Exercise inputs:

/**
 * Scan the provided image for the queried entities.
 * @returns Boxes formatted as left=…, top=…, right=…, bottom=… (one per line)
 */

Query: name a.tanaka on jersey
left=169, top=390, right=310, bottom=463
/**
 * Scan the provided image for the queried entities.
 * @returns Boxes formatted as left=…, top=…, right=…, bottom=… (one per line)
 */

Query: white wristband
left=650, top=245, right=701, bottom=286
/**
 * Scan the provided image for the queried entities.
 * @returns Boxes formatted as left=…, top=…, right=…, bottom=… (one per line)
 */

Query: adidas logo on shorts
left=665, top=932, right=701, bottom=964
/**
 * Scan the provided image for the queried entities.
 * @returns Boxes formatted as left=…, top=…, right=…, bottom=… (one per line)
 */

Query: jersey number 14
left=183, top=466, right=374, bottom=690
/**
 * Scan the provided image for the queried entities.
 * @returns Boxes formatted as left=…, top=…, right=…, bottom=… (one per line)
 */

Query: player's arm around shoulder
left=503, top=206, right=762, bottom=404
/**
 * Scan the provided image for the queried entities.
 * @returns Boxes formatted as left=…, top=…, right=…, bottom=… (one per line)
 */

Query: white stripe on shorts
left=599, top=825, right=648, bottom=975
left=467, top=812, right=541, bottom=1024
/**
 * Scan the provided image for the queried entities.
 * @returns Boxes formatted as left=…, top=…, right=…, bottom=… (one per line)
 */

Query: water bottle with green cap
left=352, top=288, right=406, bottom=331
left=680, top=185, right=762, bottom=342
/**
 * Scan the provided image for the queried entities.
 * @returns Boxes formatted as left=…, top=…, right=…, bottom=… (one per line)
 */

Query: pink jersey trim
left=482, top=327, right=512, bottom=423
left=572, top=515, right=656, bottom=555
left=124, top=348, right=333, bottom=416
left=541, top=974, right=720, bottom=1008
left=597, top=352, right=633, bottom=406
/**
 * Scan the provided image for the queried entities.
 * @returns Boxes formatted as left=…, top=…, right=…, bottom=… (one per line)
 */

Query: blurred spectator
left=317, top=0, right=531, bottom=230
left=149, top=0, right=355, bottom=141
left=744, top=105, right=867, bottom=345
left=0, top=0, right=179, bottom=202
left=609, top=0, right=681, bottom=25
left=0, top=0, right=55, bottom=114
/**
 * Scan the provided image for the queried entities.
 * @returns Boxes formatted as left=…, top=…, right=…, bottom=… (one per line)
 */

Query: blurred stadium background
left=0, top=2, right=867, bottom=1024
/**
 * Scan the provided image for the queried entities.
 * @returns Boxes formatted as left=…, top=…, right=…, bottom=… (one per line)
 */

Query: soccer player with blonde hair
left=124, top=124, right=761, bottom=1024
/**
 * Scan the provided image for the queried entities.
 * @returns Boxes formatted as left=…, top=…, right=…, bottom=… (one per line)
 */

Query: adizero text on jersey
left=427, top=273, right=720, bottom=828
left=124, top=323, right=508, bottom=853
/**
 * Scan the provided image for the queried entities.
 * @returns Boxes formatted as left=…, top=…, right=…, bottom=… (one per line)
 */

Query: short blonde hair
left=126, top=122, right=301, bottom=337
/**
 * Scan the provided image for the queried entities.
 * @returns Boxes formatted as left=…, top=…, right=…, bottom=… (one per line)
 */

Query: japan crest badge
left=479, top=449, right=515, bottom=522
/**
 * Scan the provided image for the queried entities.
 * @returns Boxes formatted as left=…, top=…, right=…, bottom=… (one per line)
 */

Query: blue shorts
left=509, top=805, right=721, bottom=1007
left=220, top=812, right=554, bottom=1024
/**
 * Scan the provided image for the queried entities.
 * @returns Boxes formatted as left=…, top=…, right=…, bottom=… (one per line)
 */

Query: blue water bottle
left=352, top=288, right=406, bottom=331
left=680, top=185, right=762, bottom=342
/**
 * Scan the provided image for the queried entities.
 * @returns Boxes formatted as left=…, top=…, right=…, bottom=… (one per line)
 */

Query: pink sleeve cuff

Written problem:
Rewrite all the rows above, changing "queried entities" to "requested items" wherever it occurs and keeping everything else the same.

Worked solution:
/**
 * Scan the provided image for the requested items.
 * @returns Boxes formatted as left=…, top=…, right=…, bottom=… (one per line)
 */

Query: name a.tanaka on jersey
left=169, top=390, right=310, bottom=463
/**
 * Scan the provided image for the requested items.
 * @returns Boxes formatted as left=…, top=…, right=…, bottom=… (one per line)
 */

Query: white wristband
left=650, top=245, right=701, bottom=286
/**
 * Scan the provided image for the requested items.
 * @returns Boxes formatted as left=…, top=…, right=…, bottom=… (one per line)
 */

Query: adidas logo on shorts
left=665, top=932, right=701, bottom=964
/**
 * Scan the provided image for the requested items.
 * @returns Boxes formatted as left=…, top=…, right=…, bottom=… (one per line)
 */

Query: jersey number 14
left=183, top=466, right=374, bottom=690
/**
 * Scan the provided image for the requested items.
 * @returns Boxes formatted as left=…, top=…, right=…, bottom=… (one per line)
 */

Query: player's arm around shoulder
left=503, top=206, right=762, bottom=404
/**
 * Scan the provided image for the requested items.
 * @returns Boxes formatted as left=…, top=…, right=…, bottom=… (one per line)
 */

Query: white stripe on shorts
left=599, top=825, right=648, bottom=975
left=467, top=812, right=541, bottom=1024
/**
 * Scan the provided image for the requested items.
 * @returns Boxes formatted as left=…, top=…, right=…, bottom=… (one per line)
 */

Query: water bottle with green cap
left=352, top=288, right=406, bottom=331
left=680, top=185, right=762, bottom=342
/**
 * Scan the provided image for the requested items.
 * @returns Boxes formatted as left=…, top=…, right=…, bottom=… (one per line)
 */

Query: pink jersey trim
left=482, top=327, right=512, bottom=423
left=572, top=515, right=656, bottom=555
left=124, top=348, right=333, bottom=416
left=541, top=974, right=720, bottom=1008
left=597, top=352, right=633, bottom=406
/**
 * Scan the provided image for the requested items.
 * @returns Boxes formatted as left=…, top=…, right=…, bottom=… (one per line)
 */

Query: blurred spectator
left=317, top=0, right=531, bottom=230
left=149, top=0, right=355, bottom=141
left=744, top=105, right=867, bottom=345
left=0, top=0, right=179, bottom=202
left=609, top=0, right=681, bottom=25
left=0, top=0, right=55, bottom=114
/**
 * Scan the provided image for the requested items.
 * @returns Boxes formatted as left=…, top=…, right=…, bottom=… (one per line)
 */

Query: blurred stadium background
left=0, top=2, right=867, bottom=1024
/**
 * Scan the provided image for the requested items.
 * @returns Boxes formatted as left=…, top=…, right=…, bottom=… (one per line)
 */

Query: soccer player with blonde hair
left=124, top=124, right=761, bottom=1024
/**
 * Scan the provided image for the requested items.
 * @returns Boxes formatted as left=…, top=…, right=…, bottom=… (one per line)
 */

Query: adizero text on jersey
left=427, top=273, right=720, bottom=828
left=124, top=323, right=508, bottom=853
/**
 * Scan the provided image for the requested items.
 * @returns Boxes formatted as left=…, top=…, right=…, bottom=… (one per line)
 */

Query: short blonde hair
left=126, top=122, right=301, bottom=337
/**
 * Scan the provided image for the requested items.
 * @returns Boxes formatted as left=…, top=…, right=…, bottom=… (one per line)
 */

Query: japan crest badge
left=479, top=449, right=515, bottom=522
/**
 * Scan the provided image for the requested items.
 * @returns Boxes formatted as left=…, top=…, right=…, bottom=… (one per line)
 */

Query: blue shorts
left=509, top=805, right=721, bottom=1007
left=220, top=812, right=554, bottom=1024
/**
 * Scan the provided image for the requested items.
 * @returns Boxes formatted as left=…, top=…, right=…, bottom=… (one per line)
 */

Query: blue water bottle
left=352, top=288, right=406, bottom=331
left=680, top=185, right=762, bottom=342
/**
 * Scan the provided image for the requested items.
 * @returns Boxes formatted as left=…, top=…, right=…, bottom=… (one per line)
 */

Query: pink sleeve cuff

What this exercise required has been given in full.